◆ **Text provided**:
6 Things No One Tells You About Being a Personal Trainer

Posted August 20, 2021 by in Health + Fitness

Have you ever wanted to be a personal trainer or wondered what the job is like? Being a personal trainer is a popular career choice and has many positive aspects, but there are also some negative or unique parts. If you are curious about what life is like for a personal trainer, keep reading:

1. You Are in a Highly Competitive Industry

The U.S. Bureau of Labor Statistics lists 373,700 jobs for personal trainers in America. Although this may seem like a high number, the actual amount of job openings can vary greatly from time to time. The industry is flooded with trainers vying for clients, so building a client base can take time.

Being in a highly competitive industry can make it harder for you to find work. You have to figure out how to stand out from other trainers and what makes you unique. 

2. You Need Some Book Knowledge

A love for fitness is not the only thing you need to become a successful personal trainer. While it is not mandatory, education, licensing and reputable certifications will add to your credibility.

◆ **Supplied data**:
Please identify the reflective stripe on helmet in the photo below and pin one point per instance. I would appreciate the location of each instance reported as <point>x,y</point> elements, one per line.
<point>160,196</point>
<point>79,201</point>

◆ **What you should do**: Please write out the article on being a personal trainer in full, word for word.

◆ **Response area**:
6 Things No One Tells You About Being a Personal Trainer

Posted August 20, 2021 by in Health + Fitness

Have you ever wanted to be a personal trainer or wondered what the job is like? Being a personal trainer is a popular career choice and has many positive aspects, but there are also some negative or unique parts. If you are curious about what life is like for a personal trainer, keep reading:

1. You Are in a Highly Competitive Industry

The U.S. Bureau of Labor Statistics lists 373,700 jobs for personal trainers in America. Although this may seem like a high number, the actual amount of job openings can vary greatly from time to time. The industry is flooded with trainers vying for clients, so building a client base can take time.

Being in a highly competitive industry can make it harder for you to find work. You have to figure out how to stand out from other trainers and what makes you unique. 

2. You Need Some Book Knowledge

A love for fitness is not the only thing you need to become a successful personal trainer. While it is not mandatory, education, licensing and reputable certifications will add to your credibility.